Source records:

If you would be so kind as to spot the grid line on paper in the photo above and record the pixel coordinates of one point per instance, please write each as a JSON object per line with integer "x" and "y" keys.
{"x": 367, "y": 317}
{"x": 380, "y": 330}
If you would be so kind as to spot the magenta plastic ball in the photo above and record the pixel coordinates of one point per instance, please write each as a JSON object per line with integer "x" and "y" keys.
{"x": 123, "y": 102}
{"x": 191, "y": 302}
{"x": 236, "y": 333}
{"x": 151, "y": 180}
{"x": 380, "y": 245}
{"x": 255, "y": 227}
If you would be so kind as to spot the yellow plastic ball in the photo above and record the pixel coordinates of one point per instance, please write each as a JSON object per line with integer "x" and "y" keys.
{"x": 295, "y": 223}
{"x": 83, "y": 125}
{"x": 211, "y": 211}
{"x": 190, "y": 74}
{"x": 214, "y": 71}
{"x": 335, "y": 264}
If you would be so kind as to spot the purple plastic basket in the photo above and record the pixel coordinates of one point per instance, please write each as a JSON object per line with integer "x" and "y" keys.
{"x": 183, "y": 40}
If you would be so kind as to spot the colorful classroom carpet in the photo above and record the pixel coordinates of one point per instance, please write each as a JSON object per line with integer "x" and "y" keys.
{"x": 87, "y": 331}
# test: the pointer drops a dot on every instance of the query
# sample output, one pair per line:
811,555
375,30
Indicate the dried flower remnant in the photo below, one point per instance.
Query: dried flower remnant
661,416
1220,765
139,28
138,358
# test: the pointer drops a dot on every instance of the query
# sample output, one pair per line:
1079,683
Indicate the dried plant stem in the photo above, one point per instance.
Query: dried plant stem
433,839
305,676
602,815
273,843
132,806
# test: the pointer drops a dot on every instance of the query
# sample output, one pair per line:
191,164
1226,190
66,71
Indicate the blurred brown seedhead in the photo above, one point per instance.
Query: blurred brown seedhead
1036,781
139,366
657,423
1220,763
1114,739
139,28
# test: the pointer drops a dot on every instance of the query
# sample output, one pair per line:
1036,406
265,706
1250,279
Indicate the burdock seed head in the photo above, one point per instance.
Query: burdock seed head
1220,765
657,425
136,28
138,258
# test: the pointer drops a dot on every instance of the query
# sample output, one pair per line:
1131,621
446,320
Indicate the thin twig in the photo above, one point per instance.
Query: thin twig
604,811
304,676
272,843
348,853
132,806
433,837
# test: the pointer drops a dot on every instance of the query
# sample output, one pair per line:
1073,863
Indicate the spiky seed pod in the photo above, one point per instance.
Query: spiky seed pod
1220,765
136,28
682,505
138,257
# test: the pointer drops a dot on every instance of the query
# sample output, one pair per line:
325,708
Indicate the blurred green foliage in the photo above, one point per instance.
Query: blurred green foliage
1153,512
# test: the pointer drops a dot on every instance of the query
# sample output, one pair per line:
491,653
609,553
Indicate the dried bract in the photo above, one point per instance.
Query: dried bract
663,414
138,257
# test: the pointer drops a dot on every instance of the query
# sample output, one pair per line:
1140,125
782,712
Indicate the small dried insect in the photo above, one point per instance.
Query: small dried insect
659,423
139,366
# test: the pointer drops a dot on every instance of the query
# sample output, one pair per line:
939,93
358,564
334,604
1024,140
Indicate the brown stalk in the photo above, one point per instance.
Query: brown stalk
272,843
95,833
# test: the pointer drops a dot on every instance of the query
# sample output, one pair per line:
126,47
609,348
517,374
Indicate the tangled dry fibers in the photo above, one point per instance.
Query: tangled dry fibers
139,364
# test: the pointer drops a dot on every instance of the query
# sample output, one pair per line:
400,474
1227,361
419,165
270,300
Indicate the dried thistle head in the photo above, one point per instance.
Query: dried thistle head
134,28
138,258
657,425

Challenge – Repeat all of the entries exactly.

Result for this task –
If you would be so kind as to spot the grid line on paper in the photo above and record the pixel coordinates of one point per instance, please write each as a JSON object per line with integer "x" and "y" keys.
{"x": 367, "y": 317}
{"x": 380, "y": 330}
If you would be so kind as to spot the magenta plastic ball in the photo above and record the pixel coordinates of one point per instance, please write each as a JSON object per line with integer "x" and "y" keys.
{"x": 123, "y": 102}
{"x": 191, "y": 302}
{"x": 236, "y": 333}
{"x": 151, "y": 180}
{"x": 380, "y": 245}
{"x": 255, "y": 227}
If you would be so kind as to spot the yellow plastic ball in the photo above and record the pixel coordinates of one point per instance, please write each as a JSON object per line with integer "x" and "y" keys.
{"x": 295, "y": 223}
{"x": 83, "y": 125}
{"x": 211, "y": 211}
{"x": 190, "y": 74}
{"x": 214, "y": 71}
{"x": 335, "y": 264}
If you would be so kind as to spot the purple plastic basket in the photo above and record the pixel coordinates of one point per instance, please write each as a JSON object per line with integer "x" and "y" keys.
{"x": 183, "y": 40}
If you would be so kind as to spot the colorful classroom carpet in the photo above and record the pixel coordinates of one point per instance, please write each as a JSON object per line with integer "x" and "y" keys.
{"x": 87, "y": 331}
# test: the pointer drops a dot on every instance of the query
# sample output, one pair per line:
811,555
375,30
Indicate the dried flower remnant in the photo below, one point per instance.
Query: dried flower remnant
661,416
1220,765
139,28
138,358
# test: the pointer drops a dot on every instance of the query
# sample output, one pair per line:
1079,683
Indicate the dried plant stem in the photo above, one point per instance.
Query: dried plant stem
433,839
305,676
602,815
273,843
132,806
# test: the pointer drops a dot on every instance of the query
# sample output, one pair per line:
191,164
1226,190
66,71
Indicate the blurred brown seedhead in the photo above, one point per instance.
Query: blurred brown seedhead
1036,781
139,366
657,423
1220,763
1114,739
139,28
# test: the pointer drops a dot on every instance of the query
# sample output, one pair per line:
1036,406
265,706
1250,279
Indicate the burdock seed head in the photo above, one point per instance.
Query: burdock seed head
1220,765
657,425
136,28
138,258
# test: the pointer drops a dot on every instance of the query
# sample output, one pair per line:
1131,621
446,320
Indicate the thin twig in the photo above, one point per instance.
Query: thin twig
604,811
304,676
272,843
348,853
132,806
433,837
# test: the pointer drops a dot on every instance of the query
# sample output, one pair per line:
1073,863
Indicate the spiky seed pod in the photo above, one point per instance.
Query: spiky seed pod
1220,765
136,28
682,505
138,257
# test: the pointer drops a dot on every instance of the query
# sample output, one pair per line:
325,708
Indicate the blurred green foliage in the photo above, one point per instance.
Query: blurred green foliage
1153,512
# test: the pointer drops a dot on every instance of the query
# sample output, one pair per line:
491,653
609,553
Indicate the dried bract in the photo above, one point per instance.
Query: dried bract
663,414
138,257
# test: the pointer drops a dot on every instance of the query
# sample output, one pair per line:
1140,125
782,712
Indicate the small dried insect in the photo above, one point per instance.
Query: small dried insect
659,423
139,366
# test: the pointer drops a dot on every instance of the query
# sample output, one pair per line:
939,93
358,564
334,604
1024,140
Indicate the brown stalk in the photo above, one point per instance.
Query: brown stalk
272,843
95,833
# test: the pointer drops a dot on every instance of the query
# sample output, one pair per line:
126,47
609,348
517,374
Indicate the tangled dry fibers in the photo above, one point per instance.
Query: tangled dry fibers
139,364
# test: the pointer drops a dot on every instance of the query
# sample output, one pair per line:
400,474
1227,361
419,165
270,300
Indicate the dried thistle head in the photo above, one point per instance.
Query: dried thistle head
134,28
138,258
657,425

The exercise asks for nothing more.